▶ Aim of the exercise
Find the line that contains "Where can the suv rear wheel". Then set down that line and all the lines after it, to the end of the records, exactly and with nothing added.

▶ Available records
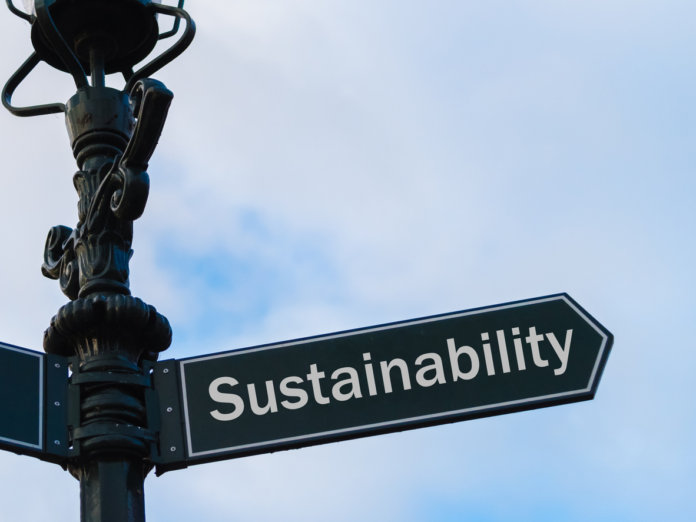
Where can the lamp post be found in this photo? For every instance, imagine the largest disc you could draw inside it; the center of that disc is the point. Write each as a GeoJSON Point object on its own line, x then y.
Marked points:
{"type": "Point", "coordinates": [112, 337]}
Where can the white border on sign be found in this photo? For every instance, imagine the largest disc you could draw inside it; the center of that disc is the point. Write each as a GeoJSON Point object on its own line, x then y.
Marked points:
{"type": "Point", "coordinates": [411, 420]}
{"type": "Point", "coordinates": [40, 356]}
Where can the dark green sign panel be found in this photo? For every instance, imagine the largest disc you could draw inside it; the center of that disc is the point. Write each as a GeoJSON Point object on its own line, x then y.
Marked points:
{"type": "Point", "coordinates": [433, 370]}
{"type": "Point", "coordinates": [21, 397]}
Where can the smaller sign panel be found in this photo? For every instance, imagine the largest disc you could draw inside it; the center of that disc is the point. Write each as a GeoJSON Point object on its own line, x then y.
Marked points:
{"type": "Point", "coordinates": [21, 398]}
{"type": "Point", "coordinates": [433, 370]}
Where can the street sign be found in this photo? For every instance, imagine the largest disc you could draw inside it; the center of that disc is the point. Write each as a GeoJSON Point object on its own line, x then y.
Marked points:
{"type": "Point", "coordinates": [488, 361]}
{"type": "Point", "coordinates": [21, 397]}
{"type": "Point", "coordinates": [33, 390]}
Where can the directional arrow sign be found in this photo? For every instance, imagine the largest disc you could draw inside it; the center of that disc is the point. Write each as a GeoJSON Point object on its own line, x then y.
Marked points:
{"type": "Point", "coordinates": [446, 368]}
{"type": "Point", "coordinates": [21, 397]}
{"type": "Point", "coordinates": [32, 403]}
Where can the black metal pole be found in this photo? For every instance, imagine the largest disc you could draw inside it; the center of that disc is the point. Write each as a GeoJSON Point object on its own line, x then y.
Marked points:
{"type": "Point", "coordinates": [111, 337]}
{"type": "Point", "coordinates": [110, 334]}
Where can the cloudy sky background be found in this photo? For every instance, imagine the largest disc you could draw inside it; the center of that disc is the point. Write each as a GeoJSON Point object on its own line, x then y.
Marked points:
{"type": "Point", "coordinates": [335, 164]}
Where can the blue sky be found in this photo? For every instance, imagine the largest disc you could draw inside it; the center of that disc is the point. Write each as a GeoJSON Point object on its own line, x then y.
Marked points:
{"type": "Point", "coordinates": [335, 164]}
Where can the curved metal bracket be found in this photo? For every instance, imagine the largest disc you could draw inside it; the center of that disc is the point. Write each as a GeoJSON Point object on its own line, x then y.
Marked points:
{"type": "Point", "coordinates": [171, 53]}
{"type": "Point", "coordinates": [26, 16]}
{"type": "Point", "coordinates": [175, 27]}
{"type": "Point", "coordinates": [12, 84]}
{"type": "Point", "coordinates": [61, 48]}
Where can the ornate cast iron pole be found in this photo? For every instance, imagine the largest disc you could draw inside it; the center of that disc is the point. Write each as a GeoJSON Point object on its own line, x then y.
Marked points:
{"type": "Point", "coordinates": [112, 336]}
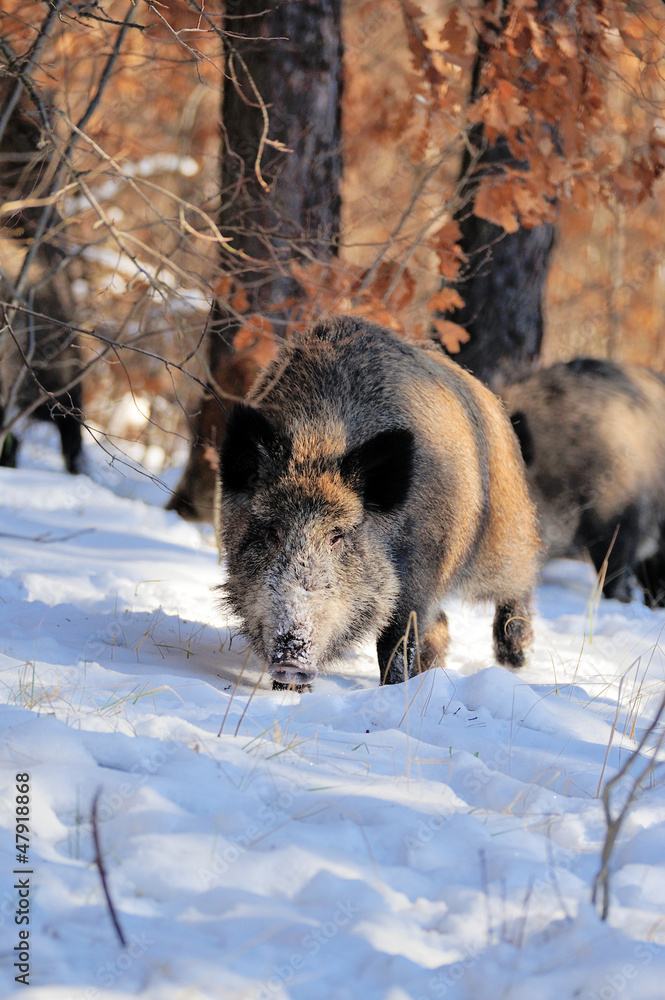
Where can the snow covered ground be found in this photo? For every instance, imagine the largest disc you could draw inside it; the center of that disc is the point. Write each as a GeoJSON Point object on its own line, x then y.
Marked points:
{"type": "Point", "coordinates": [434, 839]}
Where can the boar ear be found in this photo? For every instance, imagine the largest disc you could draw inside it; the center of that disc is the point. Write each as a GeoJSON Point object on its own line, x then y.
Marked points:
{"type": "Point", "coordinates": [381, 469]}
{"type": "Point", "coordinates": [524, 436]}
{"type": "Point", "coordinates": [249, 440]}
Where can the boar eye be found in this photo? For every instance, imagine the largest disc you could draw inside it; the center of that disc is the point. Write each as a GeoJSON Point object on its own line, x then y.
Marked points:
{"type": "Point", "coordinates": [336, 539]}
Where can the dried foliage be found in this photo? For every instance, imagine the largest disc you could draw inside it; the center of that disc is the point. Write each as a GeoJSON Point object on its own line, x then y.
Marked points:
{"type": "Point", "coordinates": [126, 95]}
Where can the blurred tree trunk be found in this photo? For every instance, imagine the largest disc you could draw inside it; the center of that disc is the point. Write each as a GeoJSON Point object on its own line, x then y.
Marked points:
{"type": "Point", "coordinates": [281, 169]}
{"type": "Point", "coordinates": [503, 280]}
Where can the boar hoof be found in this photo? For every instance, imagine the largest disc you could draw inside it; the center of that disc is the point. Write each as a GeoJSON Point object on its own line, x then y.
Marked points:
{"type": "Point", "coordinates": [298, 688]}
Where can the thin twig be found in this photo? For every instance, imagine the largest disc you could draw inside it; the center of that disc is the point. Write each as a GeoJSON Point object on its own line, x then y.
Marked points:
{"type": "Point", "coordinates": [102, 871]}
{"type": "Point", "coordinates": [601, 883]}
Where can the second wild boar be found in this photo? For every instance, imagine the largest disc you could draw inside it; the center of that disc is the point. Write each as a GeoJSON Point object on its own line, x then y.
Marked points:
{"type": "Point", "coordinates": [363, 481]}
{"type": "Point", "coordinates": [592, 433]}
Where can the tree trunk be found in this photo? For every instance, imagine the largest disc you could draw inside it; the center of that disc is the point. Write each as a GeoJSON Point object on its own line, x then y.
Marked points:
{"type": "Point", "coordinates": [281, 169]}
{"type": "Point", "coordinates": [503, 281]}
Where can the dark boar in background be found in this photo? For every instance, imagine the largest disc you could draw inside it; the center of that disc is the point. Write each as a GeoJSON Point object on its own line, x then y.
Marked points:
{"type": "Point", "coordinates": [40, 363]}
{"type": "Point", "coordinates": [592, 435]}
{"type": "Point", "coordinates": [363, 481]}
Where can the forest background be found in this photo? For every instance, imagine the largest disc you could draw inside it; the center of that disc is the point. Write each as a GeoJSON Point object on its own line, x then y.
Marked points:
{"type": "Point", "coordinates": [125, 100]}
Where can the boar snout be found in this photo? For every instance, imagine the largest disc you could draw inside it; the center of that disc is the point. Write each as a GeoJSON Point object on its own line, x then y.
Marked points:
{"type": "Point", "coordinates": [287, 673]}
{"type": "Point", "coordinates": [290, 661]}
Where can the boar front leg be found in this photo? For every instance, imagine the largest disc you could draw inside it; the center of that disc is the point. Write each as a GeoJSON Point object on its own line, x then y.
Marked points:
{"type": "Point", "coordinates": [428, 651]}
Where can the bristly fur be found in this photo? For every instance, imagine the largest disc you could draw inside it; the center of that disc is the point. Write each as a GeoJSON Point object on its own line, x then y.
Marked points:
{"type": "Point", "coordinates": [363, 480]}
{"type": "Point", "coordinates": [592, 433]}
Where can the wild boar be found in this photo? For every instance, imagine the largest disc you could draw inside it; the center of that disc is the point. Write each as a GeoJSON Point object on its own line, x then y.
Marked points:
{"type": "Point", "coordinates": [363, 481]}
{"type": "Point", "coordinates": [592, 434]}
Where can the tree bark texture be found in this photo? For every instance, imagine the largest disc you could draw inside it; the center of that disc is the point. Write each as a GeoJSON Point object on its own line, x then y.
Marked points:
{"type": "Point", "coordinates": [280, 175]}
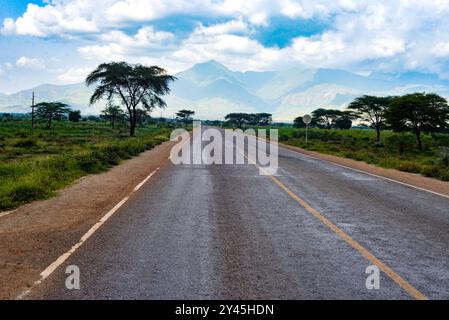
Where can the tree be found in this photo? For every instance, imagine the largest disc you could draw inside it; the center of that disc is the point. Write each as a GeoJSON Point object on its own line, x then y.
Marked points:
{"type": "Point", "coordinates": [132, 85]}
{"type": "Point", "coordinates": [344, 120]}
{"type": "Point", "coordinates": [238, 119]}
{"type": "Point", "coordinates": [113, 114]}
{"type": "Point", "coordinates": [419, 112]}
{"type": "Point", "coordinates": [50, 111]}
{"type": "Point", "coordinates": [263, 119]}
{"type": "Point", "coordinates": [371, 109]}
{"type": "Point", "coordinates": [299, 123]}
{"type": "Point", "coordinates": [75, 116]}
{"type": "Point", "coordinates": [325, 117]}
{"type": "Point", "coordinates": [185, 116]}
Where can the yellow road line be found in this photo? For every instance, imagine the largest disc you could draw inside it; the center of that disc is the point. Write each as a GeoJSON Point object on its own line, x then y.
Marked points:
{"type": "Point", "coordinates": [412, 291]}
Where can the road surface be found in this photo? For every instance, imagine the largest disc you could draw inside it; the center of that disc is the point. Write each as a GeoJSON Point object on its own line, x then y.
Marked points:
{"type": "Point", "coordinates": [226, 232]}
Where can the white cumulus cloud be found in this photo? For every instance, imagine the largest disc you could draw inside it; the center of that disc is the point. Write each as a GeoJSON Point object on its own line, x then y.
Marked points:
{"type": "Point", "coordinates": [29, 63]}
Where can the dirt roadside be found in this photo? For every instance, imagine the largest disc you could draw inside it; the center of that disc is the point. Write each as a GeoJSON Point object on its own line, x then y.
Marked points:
{"type": "Point", "coordinates": [416, 180]}
{"type": "Point", "coordinates": [36, 234]}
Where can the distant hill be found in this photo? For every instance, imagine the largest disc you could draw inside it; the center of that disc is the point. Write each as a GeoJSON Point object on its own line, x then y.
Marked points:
{"type": "Point", "coordinates": [212, 90]}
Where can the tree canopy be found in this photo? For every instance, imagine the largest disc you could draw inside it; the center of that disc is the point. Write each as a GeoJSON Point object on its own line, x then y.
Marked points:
{"type": "Point", "coordinates": [419, 112]}
{"type": "Point", "coordinates": [135, 86]}
{"type": "Point", "coordinates": [185, 116]}
{"type": "Point", "coordinates": [50, 111]}
{"type": "Point", "coordinates": [325, 117]}
{"type": "Point", "coordinates": [372, 110]}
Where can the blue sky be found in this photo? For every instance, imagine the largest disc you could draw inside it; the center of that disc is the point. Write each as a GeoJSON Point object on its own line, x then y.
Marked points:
{"type": "Point", "coordinates": [60, 41]}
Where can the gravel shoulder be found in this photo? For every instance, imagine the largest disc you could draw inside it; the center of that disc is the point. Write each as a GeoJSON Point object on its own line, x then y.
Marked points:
{"type": "Point", "coordinates": [35, 234]}
{"type": "Point", "coordinates": [416, 180]}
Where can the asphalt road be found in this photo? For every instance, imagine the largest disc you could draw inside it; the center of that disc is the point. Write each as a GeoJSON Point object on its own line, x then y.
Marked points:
{"type": "Point", "coordinates": [226, 232]}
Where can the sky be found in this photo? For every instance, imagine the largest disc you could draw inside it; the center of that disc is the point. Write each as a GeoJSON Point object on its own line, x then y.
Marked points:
{"type": "Point", "coordinates": [61, 41]}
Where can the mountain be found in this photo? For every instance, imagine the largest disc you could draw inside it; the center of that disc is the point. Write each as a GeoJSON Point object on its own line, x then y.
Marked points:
{"type": "Point", "coordinates": [213, 90]}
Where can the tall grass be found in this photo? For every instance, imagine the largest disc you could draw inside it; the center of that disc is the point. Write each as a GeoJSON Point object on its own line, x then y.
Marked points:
{"type": "Point", "coordinates": [395, 150]}
{"type": "Point", "coordinates": [34, 164]}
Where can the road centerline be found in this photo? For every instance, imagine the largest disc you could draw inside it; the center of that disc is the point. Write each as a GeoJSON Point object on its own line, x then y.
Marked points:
{"type": "Point", "coordinates": [412, 291]}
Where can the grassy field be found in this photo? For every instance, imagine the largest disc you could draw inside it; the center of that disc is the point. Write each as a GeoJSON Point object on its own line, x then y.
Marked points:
{"type": "Point", "coordinates": [397, 151]}
{"type": "Point", "coordinates": [35, 163]}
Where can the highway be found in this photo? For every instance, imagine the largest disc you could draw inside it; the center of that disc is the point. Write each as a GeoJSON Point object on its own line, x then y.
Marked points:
{"type": "Point", "coordinates": [227, 232]}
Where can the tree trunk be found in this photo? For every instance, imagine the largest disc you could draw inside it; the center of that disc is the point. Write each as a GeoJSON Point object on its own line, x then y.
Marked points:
{"type": "Point", "coordinates": [418, 137]}
{"type": "Point", "coordinates": [132, 129]}
{"type": "Point", "coordinates": [378, 133]}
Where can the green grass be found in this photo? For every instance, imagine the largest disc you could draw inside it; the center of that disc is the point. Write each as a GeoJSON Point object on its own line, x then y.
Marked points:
{"type": "Point", "coordinates": [36, 163]}
{"type": "Point", "coordinates": [397, 151]}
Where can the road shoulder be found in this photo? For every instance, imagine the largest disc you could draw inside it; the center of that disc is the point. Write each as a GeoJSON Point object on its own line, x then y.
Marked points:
{"type": "Point", "coordinates": [34, 235]}
{"type": "Point", "coordinates": [412, 179]}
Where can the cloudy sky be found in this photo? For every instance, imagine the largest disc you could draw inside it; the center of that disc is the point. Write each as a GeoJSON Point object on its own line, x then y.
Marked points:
{"type": "Point", "coordinates": [60, 41]}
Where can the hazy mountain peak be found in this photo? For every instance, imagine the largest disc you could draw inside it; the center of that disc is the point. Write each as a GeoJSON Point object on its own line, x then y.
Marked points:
{"type": "Point", "coordinates": [213, 90]}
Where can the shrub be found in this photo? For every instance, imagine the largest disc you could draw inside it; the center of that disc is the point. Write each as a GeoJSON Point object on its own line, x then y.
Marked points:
{"type": "Point", "coordinates": [26, 143]}
{"type": "Point", "coordinates": [401, 142]}
{"type": "Point", "coordinates": [26, 192]}
{"type": "Point", "coordinates": [431, 171]}
{"type": "Point", "coordinates": [410, 166]}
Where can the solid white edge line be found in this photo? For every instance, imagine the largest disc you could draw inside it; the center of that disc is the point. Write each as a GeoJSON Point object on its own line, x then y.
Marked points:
{"type": "Point", "coordinates": [58, 262]}
{"type": "Point", "coordinates": [367, 173]}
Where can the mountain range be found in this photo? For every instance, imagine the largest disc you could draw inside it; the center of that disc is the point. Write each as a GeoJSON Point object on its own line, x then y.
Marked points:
{"type": "Point", "coordinates": [213, 90]}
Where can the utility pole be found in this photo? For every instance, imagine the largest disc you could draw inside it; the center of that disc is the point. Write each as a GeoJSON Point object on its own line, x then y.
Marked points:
{"type": "Point", "coordinates": [32, 111]}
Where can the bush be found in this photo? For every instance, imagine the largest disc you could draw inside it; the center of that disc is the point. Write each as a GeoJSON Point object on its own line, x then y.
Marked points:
{"type": "Point", "coordinates": [431, 171]}
{"type": "Point", "coordinates": [26, 143]}
{"type": "Point", "coordinates": [22, 193]}
{"type": "Point", "coordinates": [410, 166]}
{"type": "Point", "coordinates": [401, 142]}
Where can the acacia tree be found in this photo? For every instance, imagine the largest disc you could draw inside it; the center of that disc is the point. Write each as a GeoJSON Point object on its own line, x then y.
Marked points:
{"type": "Point", "coordinates": [344, 120]}
{"type": "Point", "coordinates": [50, 111]}
{"type": "Point", "coordinates": [371, 109]}
{"type": "Point", "coordinates": [133, 85]}
{"type": "Point", "coordinates": [419, 112]}
{"type": "Point", "coordinates": [112, 113]}
{"type": "Point", "coordinates": [185, 116]}
{"type": "Point", "coordinates": [325, 117]}
{"type": "Point", "coordinates": [239, 119]}
{"type": "Point", "coordinates": [299, 122]}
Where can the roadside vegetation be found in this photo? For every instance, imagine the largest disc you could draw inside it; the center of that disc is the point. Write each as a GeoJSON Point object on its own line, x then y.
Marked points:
{"type": "Point", "coordinates": [34, 163]}
{"type": "Point", "coordinates": [394, 150]}
{"type": "Point", "coordinates": [409, 133]}
{"type": "Point", "coordinates": [54, 145]}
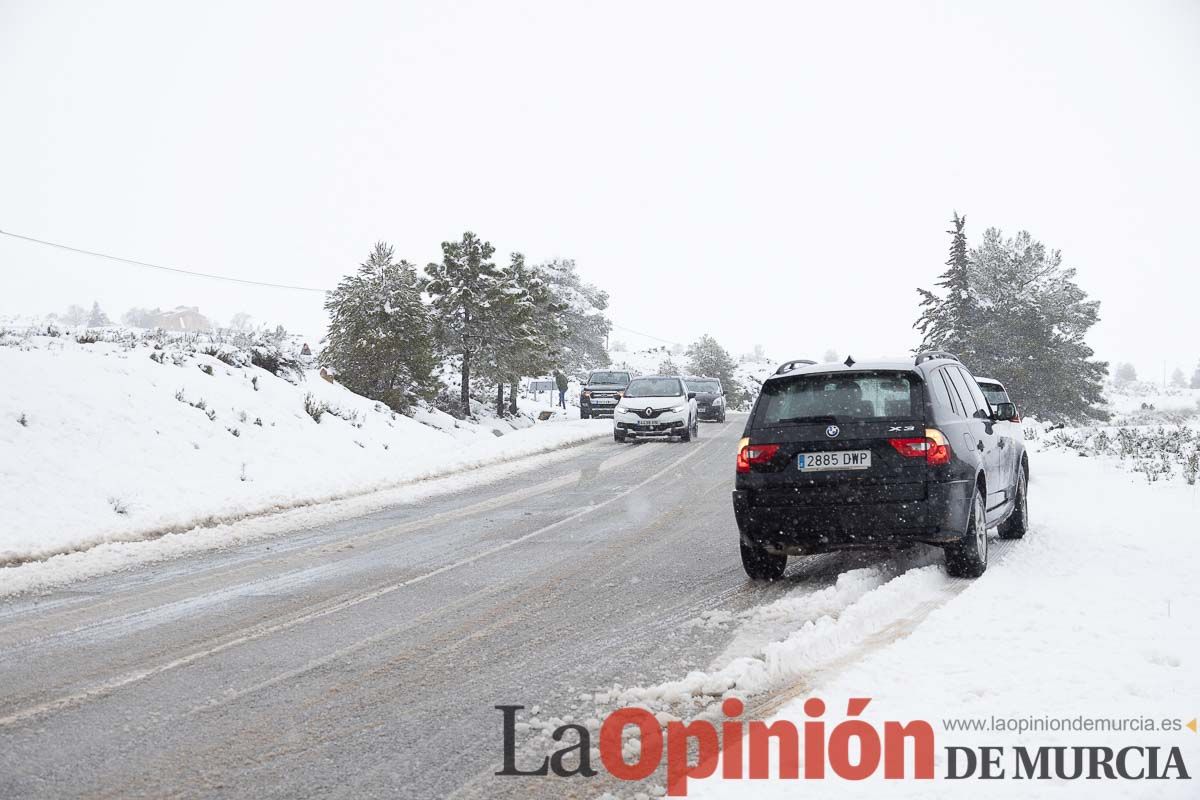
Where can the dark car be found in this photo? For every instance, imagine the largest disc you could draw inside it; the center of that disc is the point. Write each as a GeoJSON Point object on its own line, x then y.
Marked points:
{"type": "Point", "coordinates": [601, 392]}
{"type": "Point", "coordinates": [709, 397]}
{"type": "Point", "coordinates": [876, 455]}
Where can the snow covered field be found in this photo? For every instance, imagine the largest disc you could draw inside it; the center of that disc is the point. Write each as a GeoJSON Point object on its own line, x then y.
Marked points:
{"type": "Point", "coordinates": [102, 443]}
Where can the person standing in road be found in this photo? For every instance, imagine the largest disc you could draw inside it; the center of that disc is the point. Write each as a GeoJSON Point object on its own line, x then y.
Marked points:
{"type": "Point", "coordinates": [561, 382]}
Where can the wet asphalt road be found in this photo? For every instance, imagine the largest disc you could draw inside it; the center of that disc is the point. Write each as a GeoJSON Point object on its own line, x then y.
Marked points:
{"type": "Point", "coordinates": [365, 659]}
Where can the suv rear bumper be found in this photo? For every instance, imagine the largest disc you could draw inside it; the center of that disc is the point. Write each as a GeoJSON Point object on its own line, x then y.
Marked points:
{"type": "Point", "coordinates": [797, 529]}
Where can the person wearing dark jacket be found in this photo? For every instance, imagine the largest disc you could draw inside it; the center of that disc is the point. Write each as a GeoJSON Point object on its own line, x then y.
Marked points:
{"type": "Point", "coordinates": [561, 382]}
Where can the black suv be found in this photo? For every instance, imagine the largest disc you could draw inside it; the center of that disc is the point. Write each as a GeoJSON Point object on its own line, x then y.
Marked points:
{"type": "Point", "coordinates": [876, 455]}
{"type": "Point", "coordinates": [601, 394]}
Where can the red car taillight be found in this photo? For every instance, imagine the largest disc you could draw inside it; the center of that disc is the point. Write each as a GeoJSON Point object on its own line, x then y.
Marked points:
{"type": "Point", "coordinates": [933, 447]}
{"type": "Point", "coordinates": [749, 453]}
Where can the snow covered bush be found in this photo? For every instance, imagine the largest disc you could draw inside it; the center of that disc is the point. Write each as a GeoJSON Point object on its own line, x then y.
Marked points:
{"type": "Point", "coordinates": [1155, 452]}
{"type": "Point", "coordinates": [315, 408]}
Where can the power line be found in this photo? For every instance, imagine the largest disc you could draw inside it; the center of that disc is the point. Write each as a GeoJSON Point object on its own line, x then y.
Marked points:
{"type": "Point", "coordinates": [160, 266]}
{"type": "Point", "coordinates": [226, 277]}
{"type": "Point", "coordinates": [649, 336]}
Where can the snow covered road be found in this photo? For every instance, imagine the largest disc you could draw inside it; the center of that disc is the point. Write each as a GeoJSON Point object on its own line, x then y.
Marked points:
{"type": "Point", "coordinates": [365, 657]}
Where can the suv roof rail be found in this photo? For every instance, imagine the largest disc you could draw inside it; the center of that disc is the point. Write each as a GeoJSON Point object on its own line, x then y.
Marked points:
{"type": "Point", "coordinates": [929, 355]}
{"type": "Point", "coordinates": [787, 366]}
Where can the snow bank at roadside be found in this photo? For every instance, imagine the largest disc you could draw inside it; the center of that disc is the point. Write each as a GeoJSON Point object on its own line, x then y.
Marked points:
{"type": "Point", "coordinates": [1095, 614]}
{"type": "Point", "coordinates": [101, 443]}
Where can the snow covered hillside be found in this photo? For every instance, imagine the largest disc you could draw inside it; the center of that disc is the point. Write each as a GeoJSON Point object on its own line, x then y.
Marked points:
{"type": "Point", "coordinates": [141, 433]}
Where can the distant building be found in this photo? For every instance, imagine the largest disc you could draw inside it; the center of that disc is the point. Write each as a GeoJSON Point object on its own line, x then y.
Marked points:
{"type": "Point", "coordinates": [183, 318]}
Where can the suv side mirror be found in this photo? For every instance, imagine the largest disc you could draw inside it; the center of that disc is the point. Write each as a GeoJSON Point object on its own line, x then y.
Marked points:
{"type": "Point", "coordinates": [1003, 411]}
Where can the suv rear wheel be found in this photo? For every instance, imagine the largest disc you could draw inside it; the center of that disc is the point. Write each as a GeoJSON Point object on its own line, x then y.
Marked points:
{"type": "Point", "coordinates": [967, 558]}
{"type": "Point", "coordinates": [761, 565]}
{"type": "Point", "coordinates": [1019, 521]}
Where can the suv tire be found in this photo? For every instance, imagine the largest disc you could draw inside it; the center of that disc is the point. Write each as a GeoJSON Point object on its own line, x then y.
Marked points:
{"type": "Point", "coordinates": [1019, 521]}
{"type": "Point", "coordinates": [761, 565]}
{"type": "Point", "coordinates": [967, 558]}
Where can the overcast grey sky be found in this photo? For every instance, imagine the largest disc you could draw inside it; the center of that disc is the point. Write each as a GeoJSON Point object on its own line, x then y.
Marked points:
{"type": "Point", "coordinates": [771, 173]}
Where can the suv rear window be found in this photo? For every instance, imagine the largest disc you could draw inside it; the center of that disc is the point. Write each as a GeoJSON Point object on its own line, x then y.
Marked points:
{"type": "Point", "coordinates": [840, 397]}
{"type": "Point", "coordinates": [994, 392]}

▶ Written solution
Where can the suv rear wheel be found in this photo? For every instance, imagine the largest disc you could draw inside it; the center of that disc is the point. Write each as a GeoJSON Point object on its own line, x then y.
Marked points:
{"type": "Point", "coordinates": [967, 558]}
{"type": "Point", "coordinates": [761, 565]}
{"type": "Point", "coordinates": [1019, 521]}
Where can the suv tire be found in this photo? For every instance, imagine the largest disc you could draw inside it; the center of that disc is the point. Write each as a GeoJSON Point object on its own line, x then y.
Marked points:
{"type": "Point", "coordinates": [1019, 521]}
{"type": "Point", "coordinates": [761, 565]}
{"type": "Point", "coordinates": [967, 558]}
Where can the overcast grey sky be found in this photo? For every instance, imagine the largest disc you could draw inside it; the center of that disc is the point. Write each as a GeoJSON Point object on its own line, x then y.
Marked points:
{"type": "Point", "coordinates": [771, 173]}
Where can the suv rear window be found in this photo? For every instance, imagine the largest disc you could draw inside it; the center of that disc is the point. Write each as a GeoJSON Point object on its own line, x then y.
Marked points:
{"type": "Point", "coordinates": [840, 397]}
{"type": "Point", "coordinates": [994, 392]}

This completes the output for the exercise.